◆ ЗАДАНИЕ 1 ◆
Перескажите статью о марксизме и гуманизме в двух предложениях.

◆ СТАТЬЯ ◆

=======

В этой связи теоретически несостоятельной представляется попытка создать внутри марксизма особый (автономный) раздел, специально трактующий о «моральных ценностях». Предложение дополнить научный коммунизм особой «шкалой нравственных императивов», «гуманистических установок» исходит, как правило, на Западе от людей, лично коммунизму сочувствующих, но плохо понимающих марксистско-ленинское решение заключающейся тут реальной проблемы.
А проблема эта сегодня стоит очень остро уже потому, что борьба за подлинный гуманизм, за коммунизм есть борьба. И борьба нелегкая, жестокая, а время от времени и кровавая. Притом борьба против врага, действительно готового на всё, на самые крайние, на самые бесчеловечные меры.
В этой борьбе ежедневно, если не ежечасно, воспроизводится старый конфликт между «ценностями гуманизма» и необходимостью преступать их во имя самого же гуманизма. Возникает типично диалектическая ситуация, когда подлинный гуманист (в отличие от гуманиста-болтуна) вынужден применять насилие над другим человеком, иногда даже совершать убийство – самое бесчеловечное и нравственно-уродливое действие на земле. Иногда обстоятельства складываются и так, что подлинный гуманист вынужден обманывать и хитрить (например, на допросе в фашистском застенке). И опять-таки во имя гуманизма, во имя его торжества, ибо сказать правду в этих обстоятельствах – значит совершить куда более подлое и безнравственное дело, чем солгать. Тут теоретической проблемы нет, есть лишь проблема личной выдержки, моральной стойкости в следовании высшим нравственным принципам.

=======

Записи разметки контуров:
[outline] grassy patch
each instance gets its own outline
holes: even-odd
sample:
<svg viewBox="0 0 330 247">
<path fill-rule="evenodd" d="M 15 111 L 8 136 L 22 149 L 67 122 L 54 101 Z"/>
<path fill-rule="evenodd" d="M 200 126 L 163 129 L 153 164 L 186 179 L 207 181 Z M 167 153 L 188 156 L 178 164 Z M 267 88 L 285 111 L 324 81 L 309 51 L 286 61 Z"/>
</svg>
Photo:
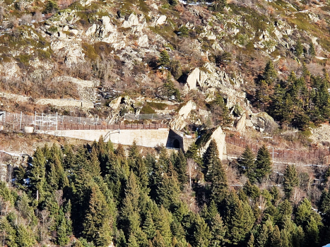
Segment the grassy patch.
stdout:
<svg viewBox="0 0 330 247">
<path fill-rule="evenodd" d="M 114 51 L 114 49 L 110 44 L 102 41 L 93 44 L 93 47 L 97 54 L 104 53 L 106 55 L 109 55 L 112 52 Z"/>
<path fill-rule="evenodd" d="M 16 59 L 18 62 L 23 64 L 24 65 L 29 65 L 30 59 L 31 59 L 31 55 L 23 54 L 19 55 L 16 57 Z"/>
<path fill-rule="evenodd" d="M 158 110 L 165 110 L 167 106 L 165 103 L 147 102 L 147 105 Z"/>
<path fill-rule="evenodd" d="M 141 109 L 141 113 L 146 114 L 154 114 L 156 113 L 153 109 L 151 108 L 151 106 L 146 104 Z"/>
<path fill-rule="evenodd" d="M 98 54 L 95 52 L 94 47 L 88 43 L 83 43 L 81 45 L 83 47 L 83 53 L 85 55 L 91 60 L 95 60 L 98 57 Z"/>
<path fill-rule="evenodd" d="M 37 50 L 37 53 L 38 55 L 38 58 L 40 60 L 48 60 L 50 59 L 50 57 L 52 56 L 52 53 L 49 52 L 49 50 L 44 51 L 42 49 L 38 49 Z"/>
</svg>

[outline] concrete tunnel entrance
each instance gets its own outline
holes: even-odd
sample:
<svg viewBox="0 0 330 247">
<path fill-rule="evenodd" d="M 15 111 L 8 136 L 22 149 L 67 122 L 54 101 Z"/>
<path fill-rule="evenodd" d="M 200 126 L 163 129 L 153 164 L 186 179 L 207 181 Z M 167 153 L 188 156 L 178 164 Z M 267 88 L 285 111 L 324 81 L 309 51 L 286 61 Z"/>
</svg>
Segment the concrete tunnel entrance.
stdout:
<svg viewBox="0 0 330 247">
<path fill-rule="evenodd" d="M 179 140 L 175 139 L 173 140 L 173 147 L 174 148 L 180 148 L 180 142 Z"/>
</svg>

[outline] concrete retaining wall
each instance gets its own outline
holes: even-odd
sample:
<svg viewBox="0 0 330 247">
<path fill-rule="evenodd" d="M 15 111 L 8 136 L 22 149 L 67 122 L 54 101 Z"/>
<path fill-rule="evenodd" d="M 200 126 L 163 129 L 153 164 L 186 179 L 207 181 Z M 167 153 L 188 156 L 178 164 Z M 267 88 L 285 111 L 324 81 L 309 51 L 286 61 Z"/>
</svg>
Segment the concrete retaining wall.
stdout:
<svg viewBox="0 0 330 247">
<path fill-rule="evenodd" d="M 57 136 L 69 137 L 86 140 L 98 140 L 101 135 L 105 137 L 105 140 L 110 138 L 113 143 L 131 145 L 135 140 L 136 145 L 143 147 L 155 147 L 167 145 L 169 138 L 169 128 L 158 128 L 155 130 L 74 130 L 49 131 L 47 134 Z"/>
</svg>

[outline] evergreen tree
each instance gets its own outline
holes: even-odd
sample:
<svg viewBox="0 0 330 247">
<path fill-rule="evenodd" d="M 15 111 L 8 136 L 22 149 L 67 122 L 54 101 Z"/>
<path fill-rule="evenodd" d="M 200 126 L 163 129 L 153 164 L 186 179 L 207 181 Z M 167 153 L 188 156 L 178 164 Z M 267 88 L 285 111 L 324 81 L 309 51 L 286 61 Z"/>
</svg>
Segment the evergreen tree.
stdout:
<svg viewBox="0 0 330 247">
<path fill-rule="evenodd" d="M 273 222 L 270 218 L 262 225 L 258 237 L 257 238 L 256 246 L 266 247 L 270 245 L 270 239 L 273 234 Z"/>
<path fill-rule="evenodd" d="M 281 239 L 281 232 L 278 226 L 275 226 L 271 236 L 269 247 L 282 247 L 282 240 Z"/>
<path fill-rule="evenodd" d="M 170 56 L 165 49 L 160 52 L 160 56 L 158 59 L 158 65 L 160 67 L 168 67 L 170 66 Z"/>
<path fill-rule="evenodd" d="M 213 167 L 220 165 L 219 152 L 214 140 L 211 140 L 204 155 L 204 177 L 206 181 L 210 181 L 213 176 Z"/>
<path fill-rule="evenodd" d="M 16 238 L 15 240 L 17 246 L 20 247 L 33 246 L 35 241 L 32 232 L 21 224 L 16 227 Z"/>
<path fill-rule="evenodd" d="M 288 198 L 290 198 L 293 188 L 298 185 L 297 170 L 294 164 L 288 165 L 284 172 L 283 186 Z"/>
<path fill-rule="evenodd" d="M 242 155 L 237 159 L 240 168 L 246 174 L 252 183 L 256 181 L 254 158 L 254 154 L 252 150 L 249 146 L 247 146 Z"/>
<path fill-rule="evenodd" d="M 216 149 L 216 150 L 218 150 Z M 209 162 L 208 164 L 211 164 L 211 161 Z M 211 199 L 214 200 L 218 207 L 220 207 L 228 194 L 229 186 L 225 169 L 218 158 L 218 161 L 214 161 L 210 179 Z"/>
<path fill-rule="evenodd" d="M 227 196 L 225 204 L 226 239 L 233 245 L 242 243 L 254 222 L 251 207 L 242 203 L 235 192 Z"/>
<path fill-rule="evenodd" d="M 100 176 L 101 172 L 100 164 L 96 147 L 93 147 L 89 165 L 86 167 L 86 170 L 90 174 L 92 177 Z"/>
<path fill-rule="evenodd" d="M 153 247 L 165 247 L 166 246 L 165 243 L 164 241 L 164 239 L 163 239 L 163 236 L 158 230 L 156 231 L 156 235 L 153 238 Z"/>
<path fill-rule="evenodd" d="M 315 47 L 314 47 L 313 42 L 310 42 L 310 49 L 308 49 L 308 53 L 312 57 L 315 56 Z"/>
<path fill-rule="evenodd" d="M 157 217 L 158 219 L 155 221 L 157 231 L 161 233 L 163 241 L 165 242 L 165 245 L 170 246 L 172 236 L 170 227 L 172 221 L 172 215 L 167 209 L 161 205 Z M 158 239 L 157 231 L 155 238 Z M 153 243 L 153 245 L 155 246 L 155 243 Z"/>
<path fill-rule="evenodd" d="M 176 157 L 175 168 L 177 174 L 177 180 L 179 181 L 180 187 L 182 189 L 184 184 L 188 181 L 188 178 L 187 176 L 187 159 L 181 149 L 179 150 Z"/>
<path fill-rule="evenodd" d="M 268 85 L 273 85 L 276 79 L 277 72 L 274 68 L 271 60 L 269 60 L 267 64 L 266 64 L 262 77 Z"/>
<path fill-rule="evenodd" d="M 105 198 L 95 186 L 91 188 L 89 207 L 83 222 L 83 234 L 97 246 L 108 246 L 112 239 L 110 215 Z"/>
<path fill-rule="evenodd" d="M 221 126 L 228 126 L 231 124 L 232 119 L 230 116 L 229 109 L 220 93 L 216 93 L 215 99 L 211 102 L 210 105 L 212 120 L 215 125 L 220 124 Z"/>
<path fill-rule="evenodd" d="M 199 247 L 208 247 L 211 236 L 210 230 L 204 219 L 197 214 L 194 232 L 194 245 Z"/>
<path fill-rule="evenodd" d="M 155 234 L 155 227 L 150 211 L 148 211 L 146 215 L 146 220 L 144 221 L 142 229 L 147 235 L 148 239 L 153 239 Z"/>
<path fill-rule="evenodd" d="M 63 214 L 62 214 L 63 215 Z M 59 224 L 57 226 L 57 244 L 60 246 L 64 246 L 68 244 L 70 239 L 67 233 L 68 229 L 66 225 L 66 220 L 64 215 L 61 215 Z"/>
<path fill-rule="evenodd" d="M 254 247 L 254 236 L 252 233 L 249 236 L 249 241 L 247 243 L 247 247 Z"/>
<path fill-rule="evenodd" d="M 314 219 L 313 217 L 311 217 L 308 224 L 306 227 L 305 231 L 305 243 L 306 246 L 311 246 L 312 245 L 317 245 L 319 240 L 319 230 L 317 222 Z"/>
<path fill-rule="evenodd" d="M 222 246 L 225 244 L 226 227 L 219 214 L 216 214 L 211 222 L 211 233 L 210 246 Z"/>
<path fill-rule="evenodd" d="M 30 186 L 37 200 L 42 201 L 44 196 L 46 159 L 40 147 L 37 147 L 32 161 L 30 172 Z"/>
<path fill-rule="evenodd" d="M 164 174 L 156 188 L 156 202 L 165 208 L 170 208 L 177 201 L 179 191 L 177 178 Z"/>
<path fill-rule="evenodd" d="M 301 44 L 300 40 L 297 41 L 297 44 L 295 47 L 295 52 L 297 57 L 300 57 L 304 53 L 304 47 Z"/>
<path fill-rule="evenodd" d="M 254 164 L 256 166 L 256 178 L 261 183 L 262 179 L 268 176 L 271 171 L 271 155 L 266 145 L 264 145 L 259 149 Z"/>
<path fill-rule="evenodd" d="M 188 150 L 184 154 L 184 156 L 187 159 L 192 159 L 198 164 L 202 164 L 203 161 L 201 159 L 201 157 L 198 155 L 198 146 L 196 143 L 192 143 Z"/>
</svg>

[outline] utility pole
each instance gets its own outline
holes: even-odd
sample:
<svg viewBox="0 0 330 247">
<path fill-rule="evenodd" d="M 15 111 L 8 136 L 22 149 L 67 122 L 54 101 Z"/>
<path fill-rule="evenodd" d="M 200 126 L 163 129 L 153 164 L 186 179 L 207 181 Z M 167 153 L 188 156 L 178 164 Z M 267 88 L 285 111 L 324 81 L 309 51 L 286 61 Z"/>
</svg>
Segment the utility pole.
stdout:
<svg viewBox="0 0 330 247">
<path fill-rule="evenodd" d="M 20 129 L 22 130 L 22 112 L 20 112 Z"/>
</svg>

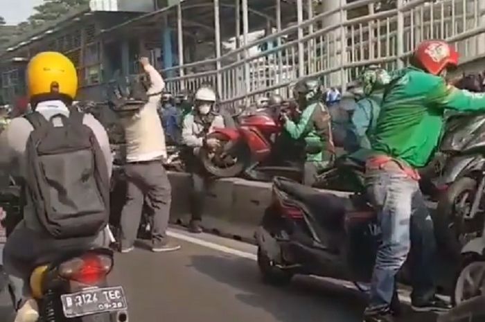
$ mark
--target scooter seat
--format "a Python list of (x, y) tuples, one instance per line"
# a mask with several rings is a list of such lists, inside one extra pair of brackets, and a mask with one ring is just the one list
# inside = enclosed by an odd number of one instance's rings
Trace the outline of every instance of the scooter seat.
[(347, 197), (324, 193), (285, 178), (275, 178), (274, 184), (279, 190), (302, 202), (317, 221), (328, 228), (342, 229), (345, 213), (352, 208), (352, 202)]

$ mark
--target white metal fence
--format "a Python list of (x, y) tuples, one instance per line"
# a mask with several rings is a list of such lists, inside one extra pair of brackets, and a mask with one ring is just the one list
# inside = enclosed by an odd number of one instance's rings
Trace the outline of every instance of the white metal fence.
[[(237, 103), (266, 92), (288, 96), (289, 85), (307, 77), (319, 76), (326, 87), (344, 89), (365, 66), (404, 66), (414, 46), (427, 39), (453, 42), (464, 60), (485, 54), (485, 0), (396, 0), (394, 8), (384, 10), (376, 10), (379, 2), (344, 4), (237, 48), (218, 62), (170, 69), (184, 75), (167, 79), (167, 89), (177, 93), (208, 83), (218, 89), (222, 102)], [(366, 15), (351, 17), (358, 11)]]

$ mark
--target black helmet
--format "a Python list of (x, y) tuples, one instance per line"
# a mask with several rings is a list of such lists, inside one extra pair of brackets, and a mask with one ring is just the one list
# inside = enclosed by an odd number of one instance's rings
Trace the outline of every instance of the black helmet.
[(270, 96), (270, 100), (268, 101), (268, 105), (270, 106), (278, 105), (281, 104), (281, 102), (283, 102), (283, 98), (281, 95), (273, 94), (271, 96)]
[(307, 102), (318, 99), (321, 94), (321, 83), (319, 78), (301, 80), (293, 87), (293, 96), (297, 99), (303, 96)]
[(192, 102), (192, 93), (188, 89), (180, 91), (175, 95), (175, 104), (178, 105), (184, 102)]

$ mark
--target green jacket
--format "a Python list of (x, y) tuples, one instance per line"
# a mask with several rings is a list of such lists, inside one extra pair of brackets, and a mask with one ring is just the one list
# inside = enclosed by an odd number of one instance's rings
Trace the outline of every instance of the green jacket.
[(333, 154), (330, 116), (319, 102), (308, 105), (297, 122), (288, 120), (284, 125), (294, 140), (303, 140), (307, 161), (326, 161)]
[(374, 152), (425, 166), (437, 149), (447, 109), (485, 111), (485, 94), (448, 85), (438, 76), (407, 67), (389, 73), (372, 136)]

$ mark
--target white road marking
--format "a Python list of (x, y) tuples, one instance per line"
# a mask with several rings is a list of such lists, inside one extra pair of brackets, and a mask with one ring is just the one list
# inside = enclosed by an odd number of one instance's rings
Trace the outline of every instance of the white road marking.
[(243, 258), (247, 258), (252, 260), (256, 260), (256, 256), (255, 254), (247, 253), (246, 251), (238, 251), (233, 248), (227, 247), (219, 244), (215, 244), (214, 242), (207, 242), (200, 238), (196, 238), (195, 237), (188, 236), (184, 233), (177, 233), (173, 230), (169, 230), (167, 232), (167, 235), (174, 238), (177, 238), (185, 242), (191, 242), (192, 244), (195, 244), (204, 247), (210, 248), (211, 249), (214, 249), (215, 251), (221, 251), (222, 253), (229, 253), (231, 255), (234, 255), (238, 257), (242, 257)]
[[(195, 244), (199, 246), (202, 246), (204, 247), (206, 247), (211, 249), (213, 249), (215, 251), (218, 251), (222, 253), (225, 253), (231, 255), (234, 255), (238, 257), (241, 257), (242, 258), (247, 258), (249, 260), (254, 260), (256, 261), (257, 260), (257, 257), (256, 254), (252, 253), (248, 253), (247, 251), (239, 251), (238, 249), (236, 249), (232, 247), (228, 247), (227, 246), (221, 245), (220, 244), (217, 244), (215, 242), (208, 242), (206, 240), (204, 240), (201, 238), (197, 238), (195, 237), (192, 237), (189, 236), (185, 233), (178, 233), (177, 231), (175, 231), (173, 229), (169, 229), (168, 231), (167, 231), (167, 235), (169, 236), (179, 239), (180, 240), (184, 240), (185, 242), (188, 242), (192, 244)], [(347, 281), (347, 280), (336, 280), (335, 278), (326, 278), (326, 277), (322, 277), (322, 276), (312, 276), (312, 278), (319, 279), (319, 280), (325, 280), (326, 282), (331, 283), (332, 284), (339, 285), (341, 287), (344, 287), (348, 289), (355, 289), (357, 290), (357, 287), (353, 285), (353, 283)], [(450, 301), (450, 298), (448, 296), (440, 296), (442, 298), (443, 298), (446, 301)], [(410, 292), (408, 291), (407, 289), (399, 289), (399, 298), (400, 301), (407, 305), (411, 304), (411, 297), (410, 297)]]

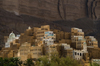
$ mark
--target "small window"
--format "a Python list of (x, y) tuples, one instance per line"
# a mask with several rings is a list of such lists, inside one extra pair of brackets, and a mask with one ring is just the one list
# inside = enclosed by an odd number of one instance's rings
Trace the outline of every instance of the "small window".
[(80, 53), (80, 56), (82, 56), (82, 54)]

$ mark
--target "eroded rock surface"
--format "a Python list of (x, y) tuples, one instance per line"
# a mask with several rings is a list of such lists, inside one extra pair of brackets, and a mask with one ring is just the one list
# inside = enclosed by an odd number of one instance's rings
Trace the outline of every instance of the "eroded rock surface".
[(100, 0), (0, 0), (0, 7), (47, 20), (100, 18)]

=======

◆ ЗАДАНИЕ 2 ◆
Перепишите записи от самого начала до строки с "141 109 L 141" включительно, заменив "grassy patch" на "meadow", а остальное оставьте как есть. Картинки в ответ не включайте.

◆ ОТВЕТ 1 ◆
Попытка создать внутри марксизма автономный раздел о «моральных ценностях» названа теоретически несостоятельной; такие предложения обычно исходят на Западе от людей, сочувствующих коммунизму, но плохо понимающих марксистско-ленинское решение этой проблемы. В борьбе за коммунизм постоянно возникает конфликт между ценностями гуманизма и необходимостью преступать их во имя самого гуманизма, когда подлинный гуманист вынужден применять насилие или обманывать, и это проблема не теоретическая, а проблема личной выдержки и моральной стойкости.

◆ ОТВЕТ 2 ◆
[outline] meadow
each instance gets its own outline
holes: even-odd
sample:
<svg viewBox="0 0 330 247">
<path fill-rule="evenodd" d="M 15 111 L 8 136 L 22 149 L 67 122 L 54 101 Z"/>
<path fill-rule="evenodd" d="M 200 126 L 163 129 L 153 164 L 186 179 L 207 181 Z M 167 153 L 188 156 L 178 164 Z M 267 88 L 285 111 L 324 81 L 309 51 L 286 61 Z"/>
</svg>
Photo:
Segment the meadow.
stdout:
<svg viewBox="0 0 330 247">
<path fill-rule="evenodd" d="M 114 51 L 114 49 L 110 44 L 102 41 L 93 44 L 93 47 L 97 54 L 104 53 L 106 55 L 109 55 L 112 52 Z"/>
<path fill-rule="evenodd" d="M 16 59 L 18 62 L 23 64 L 24 65 L 29 65 L 30 59 L 31 59 L 31 55 L 23 54 L 19 55 L 16 57 Z"/>
<path fill-rule="evenodd" d="M 158 110 L 165 110 L 167 106 L 165 103 L 147 102 L 147 105 Z"/>
<path fill-rule="evenodd" d="M 141 109 L 141 113 L 146 114 L 154 114 L 156 113 L 153 109 L 151 108 L 151 106 L 146 104 Z"/>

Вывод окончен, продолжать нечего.